**Information given**
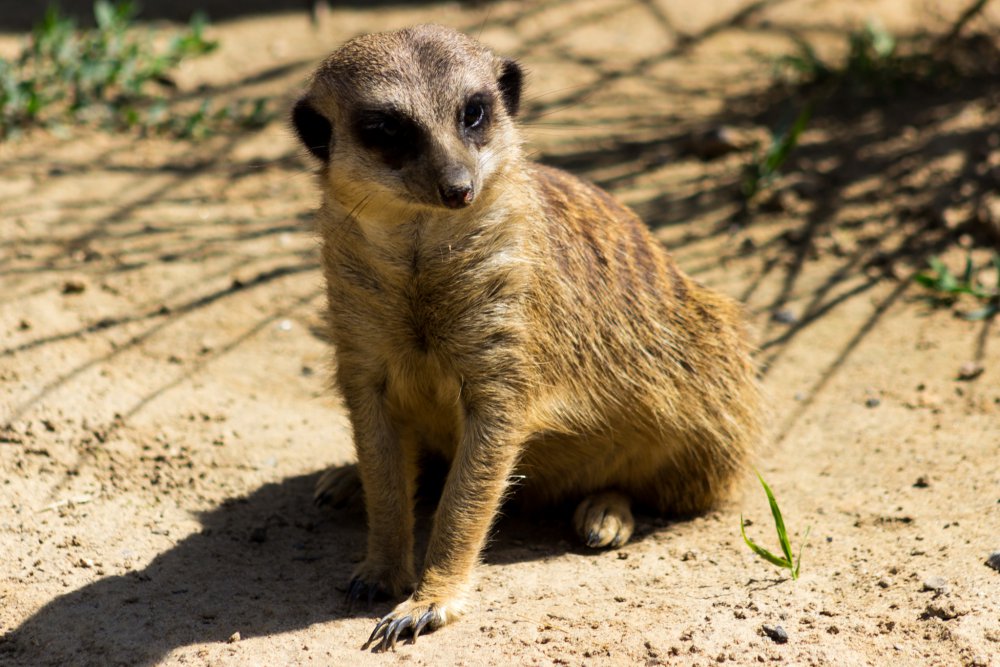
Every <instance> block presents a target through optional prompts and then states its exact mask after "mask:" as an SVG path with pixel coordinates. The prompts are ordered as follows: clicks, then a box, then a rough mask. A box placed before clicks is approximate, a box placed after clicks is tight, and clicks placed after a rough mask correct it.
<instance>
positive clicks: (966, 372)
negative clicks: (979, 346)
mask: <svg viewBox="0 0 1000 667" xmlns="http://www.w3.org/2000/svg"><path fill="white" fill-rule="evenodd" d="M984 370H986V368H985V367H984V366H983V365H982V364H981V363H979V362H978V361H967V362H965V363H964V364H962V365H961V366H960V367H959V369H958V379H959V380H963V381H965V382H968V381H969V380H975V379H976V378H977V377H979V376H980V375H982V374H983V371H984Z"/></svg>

**Goal of the exercise**
The lines from the one holding "positive clicks: (966, 372)" to the end of the entries are to be repeated exactly, with both ends included and nothing else.

**Task output**
positive clicks: (966, 372)
negative clicks: (979, 346)
mask: <svg viewBox="0 0 1000 667" xmlns="http://www.w3.org/2000/svg"><path fill="white" fill-rule="evenodd" d="M984 370H986V368H985V367H984V366H983V365H982V364H981V363H979V362H978V361H967V362H965V363H964V364H962V365H961V366H960V367H959V369H958V379H959V380H963V381H965V382H968V381H969V380H975V379H976V378H977V377H979V376H980V375H982V374H983V371H984Z"/></svg>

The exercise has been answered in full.